Exercise: Write out every entry, unchanged. Skip any picture.

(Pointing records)
· · · · ·
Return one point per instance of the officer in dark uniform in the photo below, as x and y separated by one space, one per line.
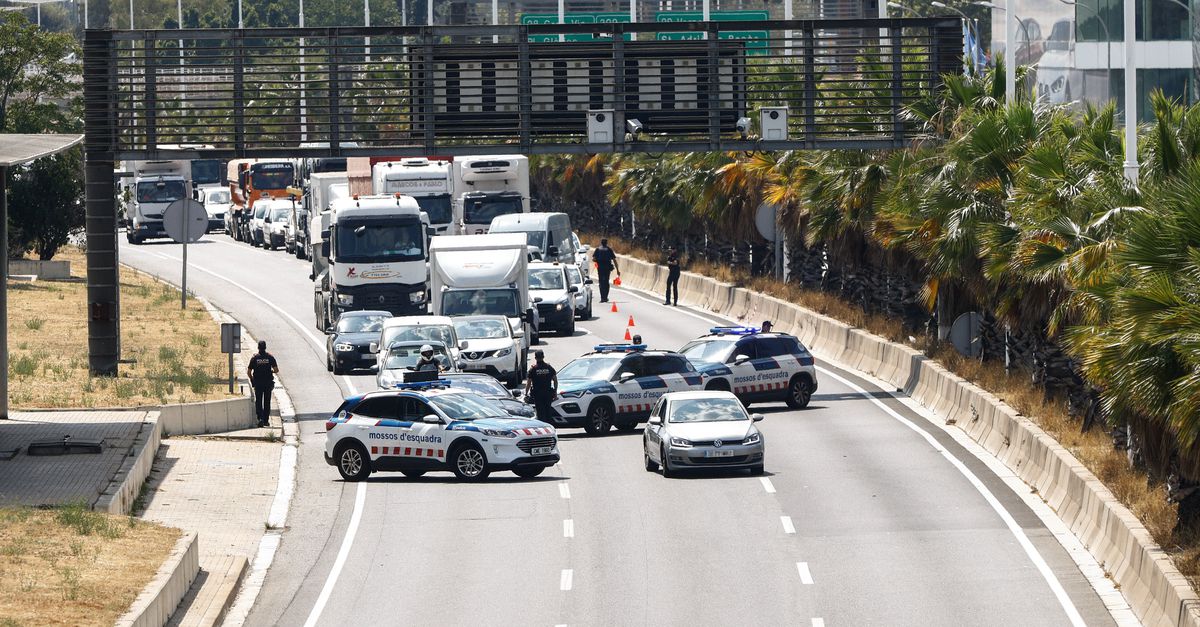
262 371
606 262
543 386
672 275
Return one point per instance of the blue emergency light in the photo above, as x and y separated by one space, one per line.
733 330
619 347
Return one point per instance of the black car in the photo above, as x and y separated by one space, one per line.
348 346
491 389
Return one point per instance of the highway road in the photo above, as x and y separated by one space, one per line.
859 519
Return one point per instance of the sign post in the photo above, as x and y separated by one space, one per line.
185 220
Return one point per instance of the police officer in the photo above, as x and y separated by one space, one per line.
672 275
606 262
543 386
261 371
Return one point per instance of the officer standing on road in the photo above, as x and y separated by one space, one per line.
262 371
672 275
606 262
543 384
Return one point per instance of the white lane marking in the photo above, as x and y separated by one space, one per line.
342 554
1068 605
805 575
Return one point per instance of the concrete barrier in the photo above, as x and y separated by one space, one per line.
208 417
159 599
1155 589
126 484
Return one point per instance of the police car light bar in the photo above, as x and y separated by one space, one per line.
733 330
619 347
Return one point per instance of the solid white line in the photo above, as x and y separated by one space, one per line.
805 575
1068 605
342 554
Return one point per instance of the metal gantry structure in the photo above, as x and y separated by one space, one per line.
462 90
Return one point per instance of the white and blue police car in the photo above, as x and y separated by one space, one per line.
617 384
756 366
430 425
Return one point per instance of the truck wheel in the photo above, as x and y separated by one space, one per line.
468 463
353 463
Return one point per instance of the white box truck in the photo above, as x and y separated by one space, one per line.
472 275
377 258
487 186
427 180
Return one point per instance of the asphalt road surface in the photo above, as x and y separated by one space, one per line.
858 519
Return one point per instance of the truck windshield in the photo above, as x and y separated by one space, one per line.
205 171
270 175
501 302
161 191
375 240
484 210
438 207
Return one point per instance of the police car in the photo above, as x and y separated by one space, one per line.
618 384
421 427
754 365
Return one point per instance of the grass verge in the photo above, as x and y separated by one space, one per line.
73 566
1144 496
177 352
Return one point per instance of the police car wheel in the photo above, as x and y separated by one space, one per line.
599 418
798 393
353 463
468 463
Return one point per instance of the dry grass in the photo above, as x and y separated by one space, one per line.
1134 489
178 352
72 566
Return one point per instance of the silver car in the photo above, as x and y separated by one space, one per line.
702 430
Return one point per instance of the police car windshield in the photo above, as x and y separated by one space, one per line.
714 351
707 411
360 323
467 406
598 368
546 279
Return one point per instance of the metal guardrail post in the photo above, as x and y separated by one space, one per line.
100 202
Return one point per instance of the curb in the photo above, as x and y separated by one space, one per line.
162 595
1151 584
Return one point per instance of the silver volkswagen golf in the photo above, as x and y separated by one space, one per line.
702 430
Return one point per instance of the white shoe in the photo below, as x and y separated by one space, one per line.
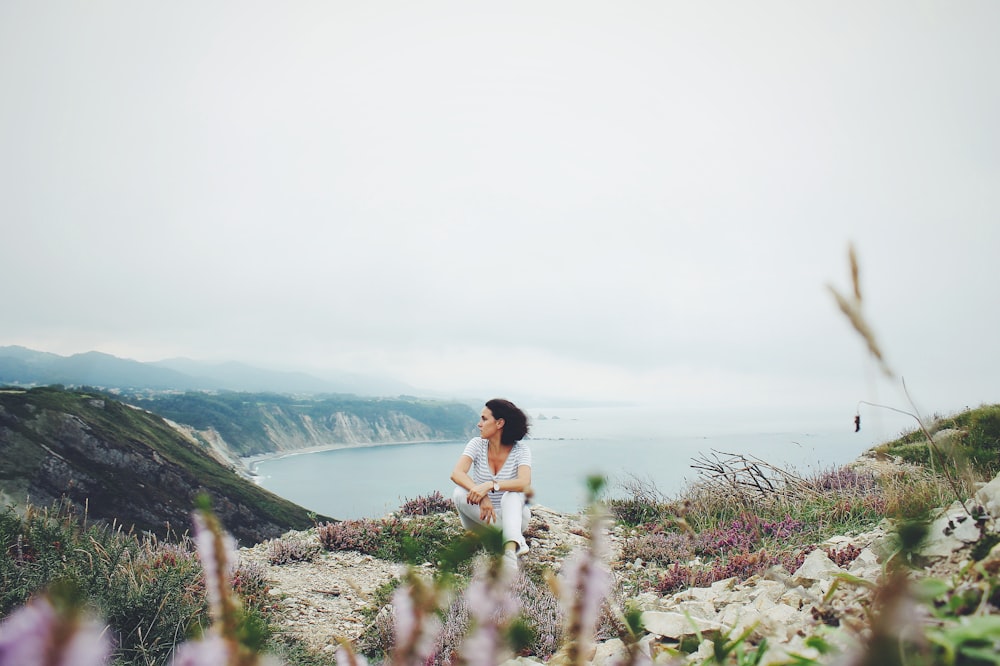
510 560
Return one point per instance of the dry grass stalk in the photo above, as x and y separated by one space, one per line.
746 475
851 307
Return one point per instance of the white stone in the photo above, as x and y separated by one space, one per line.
676 625
608 651
817 566
780 622
704 610
989 497
738 618
724 584
950 532
763 603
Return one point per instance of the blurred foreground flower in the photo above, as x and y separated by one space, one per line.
53 630
229 641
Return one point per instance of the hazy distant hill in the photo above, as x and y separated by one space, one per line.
26 367
246 424
121 463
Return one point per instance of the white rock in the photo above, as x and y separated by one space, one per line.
676 625
770 589
780 622
950 532
817 566
704 610
989 497
608 651
739 617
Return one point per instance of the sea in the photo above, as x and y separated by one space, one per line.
625 445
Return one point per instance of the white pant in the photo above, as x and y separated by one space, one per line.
513 516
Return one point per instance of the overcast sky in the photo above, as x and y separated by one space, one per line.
614 200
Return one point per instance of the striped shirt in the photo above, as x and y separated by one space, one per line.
478 450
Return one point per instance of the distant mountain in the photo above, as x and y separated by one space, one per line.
26 367
118 463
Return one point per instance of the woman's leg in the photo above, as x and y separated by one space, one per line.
514 519
467 513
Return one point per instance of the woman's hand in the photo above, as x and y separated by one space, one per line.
478 493
487 513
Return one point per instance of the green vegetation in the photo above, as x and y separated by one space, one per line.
246 420
149 590
973 449
125 464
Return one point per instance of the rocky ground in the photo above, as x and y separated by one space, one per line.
321 601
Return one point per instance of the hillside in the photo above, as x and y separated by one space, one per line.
259 423
25 367
120 463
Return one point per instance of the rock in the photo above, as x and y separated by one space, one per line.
817 566
608 651
950 532
989 497
677 625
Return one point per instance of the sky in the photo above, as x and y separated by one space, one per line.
627 201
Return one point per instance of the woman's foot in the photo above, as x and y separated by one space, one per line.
510 560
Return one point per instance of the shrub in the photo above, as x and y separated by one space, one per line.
286 550
396 539
425 505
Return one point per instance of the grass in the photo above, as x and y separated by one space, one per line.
113 448
744 516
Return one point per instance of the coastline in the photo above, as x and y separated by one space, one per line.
250 463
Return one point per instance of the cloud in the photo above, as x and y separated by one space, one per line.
629 202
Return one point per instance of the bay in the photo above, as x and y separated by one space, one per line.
568 446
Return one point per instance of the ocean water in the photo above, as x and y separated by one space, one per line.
568 446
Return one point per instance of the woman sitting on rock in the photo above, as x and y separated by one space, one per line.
493 476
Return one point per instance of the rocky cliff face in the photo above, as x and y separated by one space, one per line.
119 463
239 425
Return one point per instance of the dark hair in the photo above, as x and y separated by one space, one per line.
515 422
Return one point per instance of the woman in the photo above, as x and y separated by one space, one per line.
493 475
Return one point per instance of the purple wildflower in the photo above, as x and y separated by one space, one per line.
39 634
586 584
217 551
491 607
415 625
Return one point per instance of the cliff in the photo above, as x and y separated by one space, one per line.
119 463
247 424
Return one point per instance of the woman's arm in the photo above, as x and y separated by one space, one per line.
· · · · ·
Written reply:
Return one point per instance of the officer in dark uniform in the photo below, as x and y separated by one space, one per line.
262 371
606 262
543 386
672 275
Return one point per instance of the blue emergency light in the photo above, as x and y separated by one space, one per line.
733 330
619 347
Return one point per instance of the black car in the photo above, as x and y separated by one space, one per line.
348 346
491 389
Return one point per instance of the highway road in the photo above, as x and y separated by one space, one per line.
859 519
Return one point per instance of the sign post in the photo above, as x and y separated by one space, one per line.
185 220
Return one point per instance of the police officer in the photo above, as x and y separated by one space, one per line.
672 275
606 262
543 386
261 371
Return one point per instance of the officer standing on road in the photo above, as x and y separated by one space, one per line.
262 371
672 275
606 262
543 384
Return one point per instance of the white lane marking in the photo above, as x and y separated by one space, one per line.
342 554
1068 605
805 575
Return one point per instance of the concrete barrier in the photo above, as x and y separated by one space, one per line.
208 417
159 599
1155 589
126 484
Return one point per instance of the police car light bar in the photo above, as x and y separated by one space, one per line.
733 330
619 347
Return one point per instance of the solid white line in the photo above, as x and y separated by one space, one per line.
805 575
1068 605
342 554
Return one point per instance of the metal gantry structure in the photo above, as x and y separated by one space, one per line.
462 90
Return one point per instance of the white and blue police car in the photo above, as x and y separated by one space, one per line.
617 384
756 366
430 425
Return one point per instance of the truck wheel in the photo above, as x and y separated by one space, one per line.
468 463
353 463
Return one point per instance of the white box truck in the photo above, as x and y separated by one space, one per line.
472 275
377 258
487 186
427 180
Return one point per instance of the asphalt road surface in the photo above, as x and y separated by one space, one per line.
858 519
Return one point per instance of the truck windshield in the photo above, as x and y separated by one space, one per line.
205 171
270 175
501 302
161 191
375 240
484 210
438 207
Return one point per instance of the police car in the photo above, as x and y separated by one space, one per line.
618 384
421 427
754 365
Return one point per instance of the grass verge in the photo above, as x and y separated by one space, one per line.
73 566
1144 496
177 352
Return one point per instance of the police car wheel in the photo above, as x and y separated by one space, one per line.
599 418
798 393
353 463
468 463
Return one point per instance of the dry grass in the photo above, as x and y separated by one space, one per line.
1134 489
178 352
72 566
Return one point per instance of the silver car in the photo above, as x and y separated by one space, one per line.
702 430
Return one point per instance of the police car windshield in the photo above, as x and y separated by one space, one per line.
714 351
707 411
360 323
467 406
598 368
546 279
Return one point per instance of the metal guardrail post in the photo above, as x and y separated by one space, one per line.
100 202
Return one point per instance of the curb in the photo above, as x and y separated by one space, one per line.
162 595
1151 584
Return one point per instance of the silver volkswagen golf in the photo above, as x and y separated by one space, one per line.
702 430
Return one point per instance of the white shoe in the photo below, as x and y separated by one space, one per line.
510 560
Return one point per instance of the dry grass stalk in the photo above, as x and y separated by one space, one per line.
746 475
851 307
Return one point per instance of the white stone in the photo above, as x and y separated by one space, one per line.
676 625
608 651
817 566
780 622
704 610
989 497
738 618
724 584
950 532
763 603
Return one point per instance of the blurred foreground flower in the photo above, as x and y separated by one space, one per line.
53 630
229 641
Return one point per instance of the hazy distant hill in the photo above, as x and y separated by one space, one per line.
26 367
246 424
121 463
Return one point per instance of the white rock in the photo above, as x and y separated by one space, one per line.
676 625
770 589
780 622
950 532
817 566
704 610
989 497
608 651
739 617
Return one point per instance of the sea in the photo above, as x and y separated by one space, one per line.
625 445
Return one point per instance of the white pant in the photo above, as x and y separated by one space, one per line.
513 516
Return one point per instance of the overcast sky in the photo above, as x and y separated by one space, one per line.
614 200
Return one point per instance of the striped shirt in the photo above, as x and y separated by one space, one per line.
478 450
Return one point per instance of the distant mountain in the photo above, as x and y separated by one space, one per line.
26 367
118 463
Return one point per instance of the woman's leg in the photo above, as x and y separated by one space, one per line.
514 519
467 513
Return one point per instance of the woman's hand in the photo above, as x and y separated by one space, one per line.
478 493
487 513
Return one point per instance of the green vegetation in the photo above, as x and y separated by one space, one per line.
246 420
149 590
973 449
125 464
Return one point per instance of the rocky ground in the photo above, as x and y separated by one space, one per line.
321 601
Return one point per instance of the hillside in the photo above, as x and y separated by one space, one per line.
259 423
25 367
120 463
Return one point per instance of the rock in the photo above, as x and y separated by one space, one per line.
817 566
608 651
950 532
989 497
677 625
Return one point per instance of the sky in the photo above, as x and y separated by one space, one per line.
627 201
Return one point per instance of the woman's foot in the photo above, as x and y separated by one space, one per line.
510 560
Return one point per instance of the shrub in the photo above, as x and y separated by one space, one per line.
286 550
396 539
425 505
Return one point per instance of the grass in the photo above, as x and y separated by one space, one per line.
113 448
744 516
Return one point per instance of the coastline in the photo above, as x and y separated by one space, one per line.
250 463
Return one point per instance of the cloud in the photo above, as x and y separated by one space, one per line.
629 202
Return one point per instance of the bay in the photo above, as x and y separated by one space, one per line.
568 446
Return one point per instance of the ocean water in the photo above, as x and y separated by one space, one per line.
568 446
Return one point per instance of the woman sitting on rock in the photo above, as x and y separated by one space, one per line.
493 476
Return one point per instance of the rocky cliff face in the photo above, as x and y separated by one space, one per line.
119 463
239 425
Return one point per instance of the dark hair in the photo above, as x and y separated by one space, one per line.
515 422
Return one point per instance of the woman in the photo above, as x and y separated by one space, one per line.
493 475
Return one point per instance of the purple wildflower in the photo above, as x and y separated by one space, one per line.
39 634
586 584
217 551
491 607
415 625
Return one point per instance of the cliff in the photo above, as x and y separated by one space, one per line.
119 463
247 424
Return one point per instance of the woman's arm in the photo above, as x and y separated by one space, one per line.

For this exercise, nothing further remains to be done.